TRECHO CITADO:
“E Deus criou as baleias (...) e as
aves de asas conforme a espécie de cada uma. E Deus viu que era bom.”
1
Gn, 21
A humilhação que as tentativas frustradas de remodelar o mundo impingem à húbris moderna enseja uma revolta contra a própria estrutura da realidade que teima em se impor a despeito das vontades humanas. Tal qual um Xerxes que mandou açoitar as águas do mar quando o mau tempo derrubou sua ponte sobre o atual Estreito de Dardanelos, praguejar contra o mundo apela a um instinto básico que persegue a humanidade desde a queda de Adão.
Eric Voegelin detectou a raiz
desse sentimento numa heresia cristã antiga, cuja principal característica é a hostilidade
contra a própria Criação. Em oposição diametral à narrativa bíblica, para o
Gnosticismo o mundo físico é mau em si mesmo, pois criado por um deus maligno,
o demiurgo, com o objetivo de aprisionar o espírito humano. Assim sendo, o
caminho da iluminação para os gnósticos passa, necessariamente, pela renúncia
total ao mundo material e pela libertação do homem através de um conhecimento
restrito aos eleitos (gnose).

DADOS FORNECIDOS:
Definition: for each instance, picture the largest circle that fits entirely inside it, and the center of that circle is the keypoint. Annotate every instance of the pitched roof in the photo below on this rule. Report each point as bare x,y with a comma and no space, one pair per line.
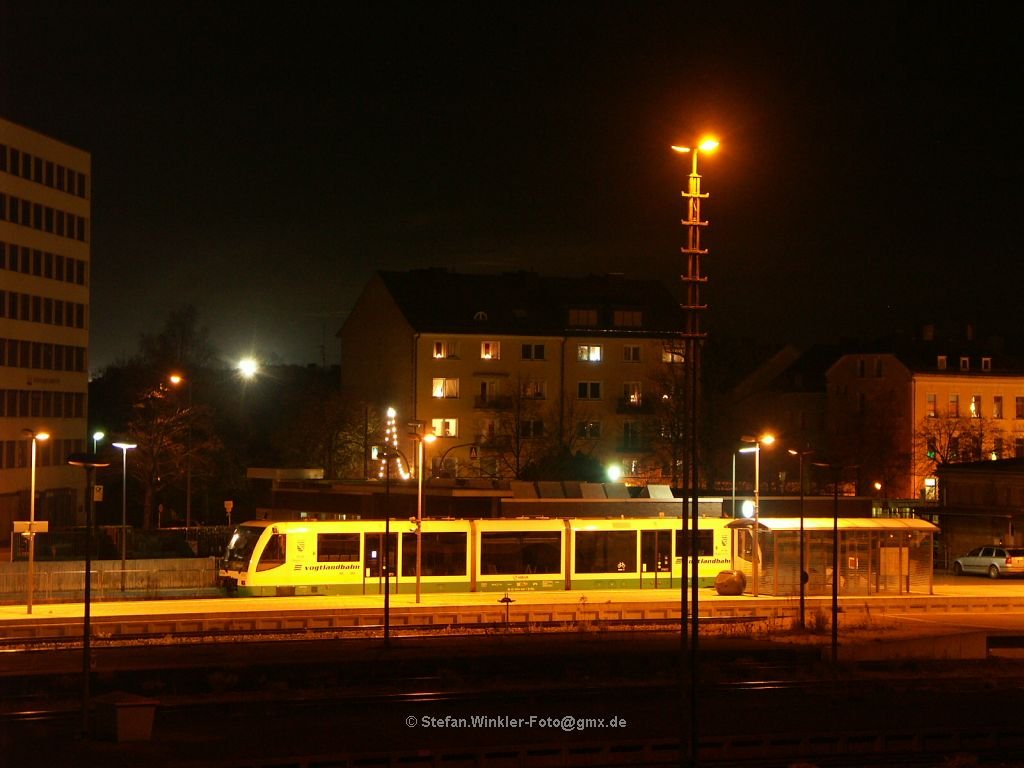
526,303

EXERCÍCIOS:
(1) Quais pessoas são mencionadas pelo nome no trecho citado?
(2) Redigite o trecho citado, começando em "Eric Voegelin detectou" e terminando em "aos eleitos (gnose).".

RESPOSTAS POR EXERCÍCIO:
(1) Xerxes, Adão e Eric Voegelin.

(2)
Eric Voegelin detectou a raiz
desse sentimento numa heresia cristã antiga, cuja principal característica é a hostilidade
contra a própria Criação. Em oposição diametral à narrativa bíblica, para o
Gnosticismo o mundo físico é mau em si mesmo, pois criado por um deus maligno,
o demiurgo, com o objetivo de aprisionar o espírito humano. Assim sendo, o
caminho da iluminação para os gnósticos passa, necessariamente, pela renúncia
total ao mundo material e pela libertação do homem através de um conhecimento
restrito aos eleitos (gnose).